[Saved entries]
★ ★ ★ ★ ★ ★ ★

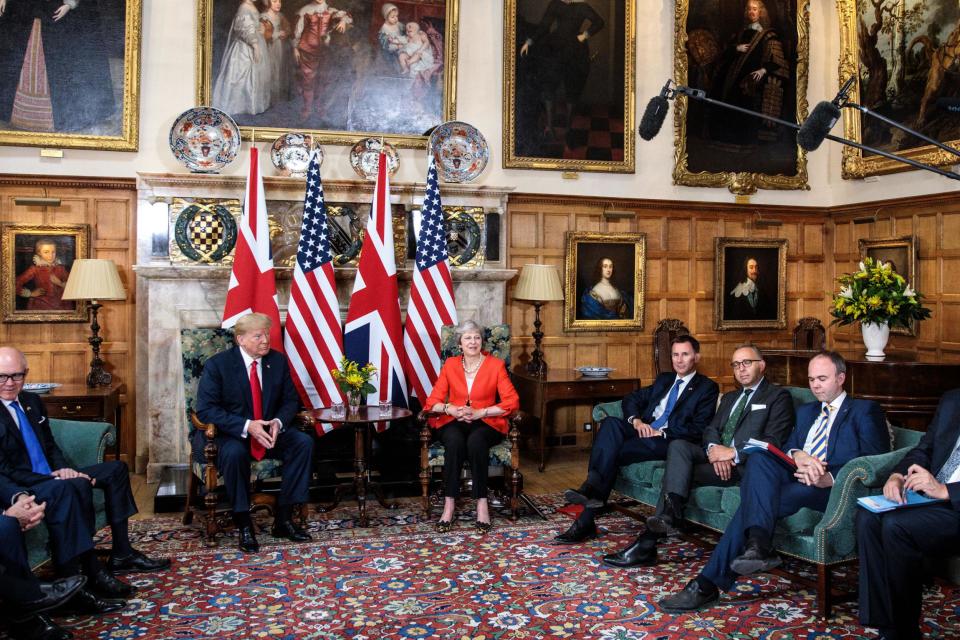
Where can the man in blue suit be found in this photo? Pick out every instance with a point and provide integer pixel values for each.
(893, 545)
(677, 405)
(829, 433)
(229, 384)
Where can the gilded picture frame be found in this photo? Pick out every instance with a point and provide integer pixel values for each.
(901, 252)
(349, 92)
(750, 285)
(85, 94)
(717, 50)
(568, 96)
(36, 263)
(604, 281)
(914, 70)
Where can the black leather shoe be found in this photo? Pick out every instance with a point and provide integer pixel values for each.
(38, 627)
(755, 559)
(88, 603)
(137, 562)
(104, 583)
(248, 541)
(290, 530)
(692, 598)
(642, 553)
(576, 533)
(54, 593)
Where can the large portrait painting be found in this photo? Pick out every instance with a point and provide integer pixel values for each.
(604, 278)
(901, 254)
(70, 74)
(568, 97)
(752, 54)
(36, 264)
(902, 54)
(340, 69)
(751, 282)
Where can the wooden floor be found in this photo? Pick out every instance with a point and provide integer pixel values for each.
(565, 469)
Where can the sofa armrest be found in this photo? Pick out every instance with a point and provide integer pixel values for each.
(83, 443)
(835, 535)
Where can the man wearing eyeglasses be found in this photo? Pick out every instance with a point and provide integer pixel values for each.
(31, 458)
(758, 409)
(829, 433)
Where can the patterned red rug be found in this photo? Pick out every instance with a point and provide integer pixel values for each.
(401, 579)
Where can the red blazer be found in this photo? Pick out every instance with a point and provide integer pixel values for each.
(492, 380)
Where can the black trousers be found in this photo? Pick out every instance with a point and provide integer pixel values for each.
(892, 547)
(467, 441)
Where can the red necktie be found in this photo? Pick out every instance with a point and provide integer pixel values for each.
(256, 449)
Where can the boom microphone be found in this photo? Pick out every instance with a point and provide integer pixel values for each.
(655, 114)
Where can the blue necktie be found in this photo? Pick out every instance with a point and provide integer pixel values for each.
(671, 401)
(37, 460)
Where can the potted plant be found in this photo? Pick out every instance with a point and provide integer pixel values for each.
(877, 297)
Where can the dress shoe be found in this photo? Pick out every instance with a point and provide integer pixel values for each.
(136, 562)
(38, 627)
(290, 530)
(248, 541)
(641, 553)
(577, 532)
(755, 559)
(88, 603)
(107, 585)
(692, 598)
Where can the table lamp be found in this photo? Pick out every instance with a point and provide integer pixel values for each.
(539, 283)
(95, 280)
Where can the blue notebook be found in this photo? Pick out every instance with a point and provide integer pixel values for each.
(879, 504)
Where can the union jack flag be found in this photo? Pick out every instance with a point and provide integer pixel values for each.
(252, 285)
(314, 339)
(373, 332)
(431, 302)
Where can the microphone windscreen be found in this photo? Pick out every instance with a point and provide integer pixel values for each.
(653, 117)
(817, 125)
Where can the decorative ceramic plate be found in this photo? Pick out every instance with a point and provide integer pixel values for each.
(40, 387)
(460, 150)
(204, 139)
(365, 154)
(594, 372)
(290, 154)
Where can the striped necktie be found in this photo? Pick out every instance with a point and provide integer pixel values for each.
(818, 448)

★ ★ ★ ★ ★ ★ ★

Word for word, copy all the entries above, but with no pictures.

Where can the man in blue suit be found in this photo? Pick out every instance with a point and provide integer pixel values for each.
(893, 545)
(677, 405)
(829, 433)
(229, 384)
Where can the gilded picture frame be found in this photo? Pick out every instance with a point and provide integer pixel values for each.
(901, 252)
(349, 92)
(750, 285)
(85, 94)
(717, 50)
(568, 96)
(36, 263)
(604, 281)
(914, 70)
Where can the black leather shoe be found in this photo? Pick out every instance with a point and provide integer pixel values for each.
(38, 627)
(755, 559)
(88, 603)
(137, 562)
(104, 583)
(248, 541)
(290, 530)
(692, 598)
(642, 553)
(576, 533)
(54, 593)
Where can the large portrait painting be found in this photo? Pick out every instance with a point and provide integer pixel values for each.
(604, 278)
(901, 254)
(70, 74)
(568, 97)
(752, 54)
(36, 264)
(902, 54)
(340, 69)
(751, 282)
Where can the wooden floor be found in this photo? Pick out every instance with a point and provide integer pixel values for each.
(565, 469)
Where can the sofa armrest be found in this photo? Pick out every instance with a point and provide integer pixel values for each.
(83, 443)
(835, 535)
Where can the man wearing eyeglasses be found in this photo? Pick out every instance with a point and provide integer pixel values for each.
(31, 458)
(758, 409)
(829, 433)
Where can the patterned red rug be found in this photo? Pick out every instance with a point and provide integer pixel values for each.
(401, 579)
Where can the red blazer be found in this photo? Pick out every instance with a point and provide integer pixel values for each.
(492, 380)
Where can the black trousers be found in this photo? Pick out every instance with a point and provide integer pixel values for each.
(892, 547)
(467, 441)
Where can the red necktie be found in this photo? Pick out every instance with a point and provide integer pixel values for each.
(256, 449)
Where can the boom microphone be found in this photo? Pick out every instance with a point and provide integer pixel values for each.
(655, 114)
Where can the blue necktie be found in this photo? Pick out every instance with a point and provide integer pixel values for each.
(671, 401)
(37, 460)
Where can the potted plant be found in this photo? Pick out every instance with a point and provide integer pixel values for each.
(877, 297)
Where can the dress shoe be found in this photo? Pick out every instance with a point and provide integer pixel values for each.
(136, 562)
(38, 627)
(290, 530)
(248, 541)
(641, 553)
(577, 532)
(755, 559)
(88, 603)
(107, 585)
(692, 598)
Where can the table lamp be found in this photo? Pick out every instance with a point and provide integer pixel values for each.
(539, 283)
(95, 280)
Where can the blue notebook be found in this photo? Pick out every instance with a point and provide integer pixel values for each.
(879, 504)
Where can the union jack flag be found in this photo? Pick out every instance with a point and provide integer pixel values for each.
(252, 285)
(314, 339)
(373, 332)
(431, 302)
Where can the microphone windscreen be found in this photo? Pick out every instance with a point and provide integer pixel values for each.
(653, 117)
(817, 125)
Where can the decorative ceramic plate be found in this photo? Pick out every instance with a point and provide integer pixel values for each.
(40, 387)
(460, 150)
(204, 139)
(365, 154)
(594, 372)
(290, 154)
Where can the striped necktie be found in this photo? Pick out every instance with a point and provide integer pixel values for each.
(818, 448)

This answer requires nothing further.